# EXCERPT PROVIDED:

Truckers strike Nelson Paludo
Farmers joined truckers in Toledo, Parana, and made it through the strike better than most.

Brazilian trucker strike is over

If nothing else, the strike demonstrated how dependent Brazil is on trucks for farm transport.

 Dodging bullets is tough business. But that’s just what happened in one Brazilian rural community during the truckers’ strike that left millions without gasoline, medicine and many foodstuffs.

The Brazilian government folded like a lawn chair, and the truckers’ strike is over. It shows just how dependent your competitor is on eighteen wheelers for transport.

While you can count on barges and railways to get a lot of your beans and corn to port, the Brazilian farmer needs truckers, and they know it.

None more so than the leadership of the Toledo, Parana Ag Syndicate, headed up by Nelson Paludo. Toledo, Brazil, lies way out west in the state of Parana, not too far from the border with Paraguay. And unlike Toledo, Ohio, it’s a rural community producing some 350,000 broilers and 7,300 hog carcasses daily, according to Paludo.

And that means a lot of feed rations need to be shipped.

Paludo and other local ag leaders sat down with representatives of the major truckers’ unions on the first day of the strike, he told me. The truckers complained about the high cost of diesel. But, they explained, the local economy could go to ruins as the result of a strike among truck drivers.

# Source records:
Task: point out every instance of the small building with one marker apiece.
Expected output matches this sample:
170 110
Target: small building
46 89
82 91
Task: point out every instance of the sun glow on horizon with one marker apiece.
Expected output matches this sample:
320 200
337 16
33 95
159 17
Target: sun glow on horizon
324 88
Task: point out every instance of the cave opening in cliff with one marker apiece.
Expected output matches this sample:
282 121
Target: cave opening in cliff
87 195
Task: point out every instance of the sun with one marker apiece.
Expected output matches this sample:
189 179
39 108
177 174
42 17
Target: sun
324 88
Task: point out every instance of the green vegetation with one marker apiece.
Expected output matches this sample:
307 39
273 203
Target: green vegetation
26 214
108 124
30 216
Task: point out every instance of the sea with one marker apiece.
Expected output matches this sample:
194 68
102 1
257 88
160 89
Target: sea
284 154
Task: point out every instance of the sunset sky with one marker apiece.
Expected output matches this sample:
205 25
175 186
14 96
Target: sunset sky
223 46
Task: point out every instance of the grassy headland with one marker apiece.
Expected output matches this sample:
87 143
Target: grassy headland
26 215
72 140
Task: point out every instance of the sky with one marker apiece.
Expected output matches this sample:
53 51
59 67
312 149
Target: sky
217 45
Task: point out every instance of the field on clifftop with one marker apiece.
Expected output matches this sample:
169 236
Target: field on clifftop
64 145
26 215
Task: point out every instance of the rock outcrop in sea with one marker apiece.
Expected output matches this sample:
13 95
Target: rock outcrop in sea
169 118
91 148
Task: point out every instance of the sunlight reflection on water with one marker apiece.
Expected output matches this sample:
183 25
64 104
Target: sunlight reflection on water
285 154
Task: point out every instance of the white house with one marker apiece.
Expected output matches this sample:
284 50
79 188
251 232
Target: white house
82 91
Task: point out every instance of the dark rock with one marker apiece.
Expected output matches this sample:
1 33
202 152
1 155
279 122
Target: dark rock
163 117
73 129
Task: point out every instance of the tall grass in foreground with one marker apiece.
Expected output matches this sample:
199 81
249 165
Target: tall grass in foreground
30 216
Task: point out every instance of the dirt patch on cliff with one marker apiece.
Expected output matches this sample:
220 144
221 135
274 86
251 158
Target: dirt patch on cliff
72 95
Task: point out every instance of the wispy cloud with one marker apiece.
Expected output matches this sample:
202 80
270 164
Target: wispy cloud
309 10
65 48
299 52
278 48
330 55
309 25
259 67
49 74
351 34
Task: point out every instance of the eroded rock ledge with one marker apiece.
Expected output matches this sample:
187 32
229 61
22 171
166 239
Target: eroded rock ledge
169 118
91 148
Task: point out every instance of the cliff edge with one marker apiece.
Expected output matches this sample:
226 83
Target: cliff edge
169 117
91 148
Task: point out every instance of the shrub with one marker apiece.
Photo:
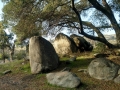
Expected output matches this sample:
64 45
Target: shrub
100 48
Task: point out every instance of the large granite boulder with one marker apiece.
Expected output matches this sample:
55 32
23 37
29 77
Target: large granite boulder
81 43
63 79
103 69
64 45
42 55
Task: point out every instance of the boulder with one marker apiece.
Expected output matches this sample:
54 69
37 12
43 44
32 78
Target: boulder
103 69
63 79
42 55
64 45
81 43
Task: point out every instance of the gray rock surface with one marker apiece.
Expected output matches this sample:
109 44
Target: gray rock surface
63 79
103 69
42 55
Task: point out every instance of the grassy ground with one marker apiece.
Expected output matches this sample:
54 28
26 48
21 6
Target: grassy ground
22 79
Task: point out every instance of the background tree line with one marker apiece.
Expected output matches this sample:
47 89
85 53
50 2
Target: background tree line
27 18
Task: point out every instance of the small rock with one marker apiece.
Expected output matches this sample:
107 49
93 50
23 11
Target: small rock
66 69
64 79
72 59
7 71
83 70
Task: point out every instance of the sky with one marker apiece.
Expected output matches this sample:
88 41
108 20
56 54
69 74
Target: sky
1 6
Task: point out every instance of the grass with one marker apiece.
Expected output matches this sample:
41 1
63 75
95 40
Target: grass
22 76
16 66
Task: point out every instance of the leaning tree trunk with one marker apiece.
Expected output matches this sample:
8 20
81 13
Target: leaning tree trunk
12 52
105 9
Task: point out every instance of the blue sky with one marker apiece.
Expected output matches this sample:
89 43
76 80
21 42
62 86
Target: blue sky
1 6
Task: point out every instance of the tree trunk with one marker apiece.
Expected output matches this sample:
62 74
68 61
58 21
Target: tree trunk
12 52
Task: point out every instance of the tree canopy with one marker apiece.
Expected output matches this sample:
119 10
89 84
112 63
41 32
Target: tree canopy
38 17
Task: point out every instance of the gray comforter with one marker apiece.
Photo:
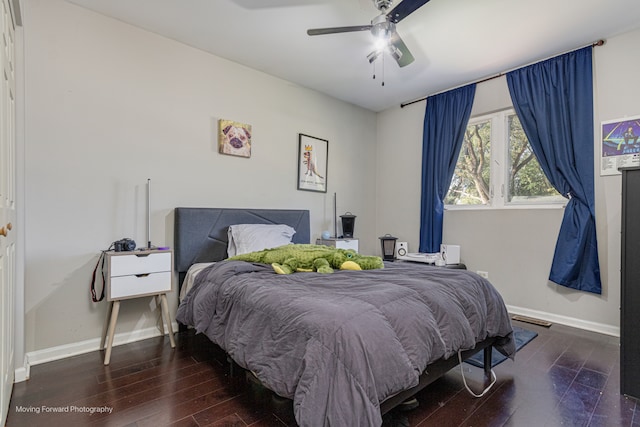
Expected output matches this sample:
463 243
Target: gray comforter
340 344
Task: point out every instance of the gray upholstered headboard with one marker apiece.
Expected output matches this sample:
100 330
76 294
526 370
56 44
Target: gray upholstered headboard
200 234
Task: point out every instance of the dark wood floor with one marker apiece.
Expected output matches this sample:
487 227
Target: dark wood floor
563 377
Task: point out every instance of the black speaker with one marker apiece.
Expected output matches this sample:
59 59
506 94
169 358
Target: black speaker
402 249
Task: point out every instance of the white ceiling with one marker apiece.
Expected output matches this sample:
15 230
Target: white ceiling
454 42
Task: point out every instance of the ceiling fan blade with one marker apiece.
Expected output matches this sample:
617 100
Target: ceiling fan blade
322 31
400 51
405 8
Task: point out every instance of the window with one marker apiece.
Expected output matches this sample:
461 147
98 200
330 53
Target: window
497 166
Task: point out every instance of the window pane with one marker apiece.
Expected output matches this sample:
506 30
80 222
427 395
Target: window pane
471 179
526 182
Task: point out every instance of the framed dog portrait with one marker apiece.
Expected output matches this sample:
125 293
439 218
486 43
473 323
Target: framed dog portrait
313 154
234 138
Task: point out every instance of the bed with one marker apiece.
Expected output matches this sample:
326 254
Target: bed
345 347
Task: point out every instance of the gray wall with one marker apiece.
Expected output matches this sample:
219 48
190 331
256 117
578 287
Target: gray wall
108 106
516 245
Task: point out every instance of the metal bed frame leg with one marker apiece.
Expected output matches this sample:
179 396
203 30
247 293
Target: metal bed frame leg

# WHAT YOU WILL DO:
Update the article on the Brazilian truckers' strike from "Dodging bullets is" up to and including "according to Paludo.", replacing "eighteen wheelers" with "big rigs".

# RESULT:
Dodging bullets is tough business. But that’s just what happened in one Brazilian rural community during the truckers’ strike that left millions without gasoline, medicine and many foodstuffs.

The Brazilian government folded like a lawn chair, and the truckers’ strike is over. It shows just how dependent your competitor is on big rigs for transport.

While you can count on barges and railways to get a lot of your beans and corn to port, the Brazilian farmer needs truckers, and they know it.

None more so than the leadership of the Toledo, Parana Ag Syndicate, headed up by Nelson Paludo. Toledo, Brazil, lies way out west in the state of Parana, not too far from the border with Paraguay. And unlike Toledo, Ohio, it’s a rural community producing some 350,000 broilers and 7,300 hog carcasses daily, according to Paludo.